─── Selected extract ───
Mamdani has made fighting Trump a key part of his general election campaign, while Cuomo has been less critical and on multiple occasions spoken about having a cooperative relationship. Despite stating on the debate stage that his last phone call with the Republican president was “during his assassination attempt,” The New York Times reported in August that the two had a phone call about the mayoral race.

But Cuomo argued that he has actual experience dealing with Trump as president – during the years they overlapped when Cuomo was governor. He says he could stop Trump from sending in National Guard troops because he did it during the COVID-19 pandemic.
───
* [Directions for this task]:
Answer these questions from the passage on Mamdani, Cuomo and Trump:
1. What has Mamdani made a key part of his general election campaign?
2. When did The New York Times report that Cuomo and Trump had a phone call about the mayoral race?
3. During what event does Cuomo say he kept Trump from sending in National Guard troops?
─── Information supplied ───
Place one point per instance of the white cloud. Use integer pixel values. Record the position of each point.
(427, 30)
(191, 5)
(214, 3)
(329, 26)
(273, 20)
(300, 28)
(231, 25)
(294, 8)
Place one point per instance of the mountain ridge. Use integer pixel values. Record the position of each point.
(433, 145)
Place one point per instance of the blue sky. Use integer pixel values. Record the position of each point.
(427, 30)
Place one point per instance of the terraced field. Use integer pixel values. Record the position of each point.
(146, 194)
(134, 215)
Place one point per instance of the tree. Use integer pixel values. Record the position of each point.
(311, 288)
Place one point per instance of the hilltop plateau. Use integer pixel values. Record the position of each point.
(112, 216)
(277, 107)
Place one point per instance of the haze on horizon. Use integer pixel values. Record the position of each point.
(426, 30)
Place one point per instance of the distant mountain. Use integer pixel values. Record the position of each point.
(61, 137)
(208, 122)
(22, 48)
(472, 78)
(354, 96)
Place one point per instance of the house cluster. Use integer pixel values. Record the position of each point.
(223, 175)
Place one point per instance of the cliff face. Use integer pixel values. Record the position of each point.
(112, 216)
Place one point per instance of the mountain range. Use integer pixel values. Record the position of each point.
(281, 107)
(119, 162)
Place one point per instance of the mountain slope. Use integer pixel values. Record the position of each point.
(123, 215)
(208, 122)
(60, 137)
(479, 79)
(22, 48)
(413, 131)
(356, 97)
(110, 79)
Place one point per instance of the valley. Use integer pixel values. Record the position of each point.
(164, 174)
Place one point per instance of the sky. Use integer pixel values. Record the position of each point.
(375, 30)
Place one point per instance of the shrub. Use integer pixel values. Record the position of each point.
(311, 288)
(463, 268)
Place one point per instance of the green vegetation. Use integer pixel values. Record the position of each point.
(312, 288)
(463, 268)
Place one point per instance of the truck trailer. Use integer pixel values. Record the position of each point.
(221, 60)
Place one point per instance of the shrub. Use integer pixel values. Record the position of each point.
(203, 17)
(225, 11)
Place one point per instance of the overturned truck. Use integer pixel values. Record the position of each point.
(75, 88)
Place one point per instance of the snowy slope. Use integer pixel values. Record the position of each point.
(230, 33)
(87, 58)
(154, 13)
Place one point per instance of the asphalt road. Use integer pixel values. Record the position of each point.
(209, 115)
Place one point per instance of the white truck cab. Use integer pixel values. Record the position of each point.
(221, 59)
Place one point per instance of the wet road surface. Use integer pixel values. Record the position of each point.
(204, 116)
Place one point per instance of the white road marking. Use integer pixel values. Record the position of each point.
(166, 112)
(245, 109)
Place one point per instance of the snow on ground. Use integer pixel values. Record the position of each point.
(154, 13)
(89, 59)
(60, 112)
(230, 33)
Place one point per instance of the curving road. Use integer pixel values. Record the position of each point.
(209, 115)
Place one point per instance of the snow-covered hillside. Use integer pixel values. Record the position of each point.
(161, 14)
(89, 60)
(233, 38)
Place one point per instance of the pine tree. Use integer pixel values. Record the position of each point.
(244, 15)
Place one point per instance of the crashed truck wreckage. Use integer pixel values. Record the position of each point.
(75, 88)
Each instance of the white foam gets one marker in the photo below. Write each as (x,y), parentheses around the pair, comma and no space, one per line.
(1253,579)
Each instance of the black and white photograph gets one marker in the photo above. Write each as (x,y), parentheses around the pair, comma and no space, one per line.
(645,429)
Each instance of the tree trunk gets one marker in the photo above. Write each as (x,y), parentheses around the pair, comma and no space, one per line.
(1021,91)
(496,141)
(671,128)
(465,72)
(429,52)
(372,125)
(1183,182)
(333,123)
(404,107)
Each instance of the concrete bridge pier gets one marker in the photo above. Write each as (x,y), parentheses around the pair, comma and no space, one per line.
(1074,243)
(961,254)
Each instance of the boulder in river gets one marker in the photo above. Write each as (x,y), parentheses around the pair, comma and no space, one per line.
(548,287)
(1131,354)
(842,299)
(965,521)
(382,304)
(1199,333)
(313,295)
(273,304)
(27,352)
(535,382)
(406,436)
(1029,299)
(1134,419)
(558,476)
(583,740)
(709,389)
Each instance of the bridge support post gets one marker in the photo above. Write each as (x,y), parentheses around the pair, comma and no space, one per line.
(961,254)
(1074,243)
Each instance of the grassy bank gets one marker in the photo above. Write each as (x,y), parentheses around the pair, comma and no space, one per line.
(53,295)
───
* [Task solution]:
1. Fighting Trump.
2. In August.
3. The COVID-19 pandemic.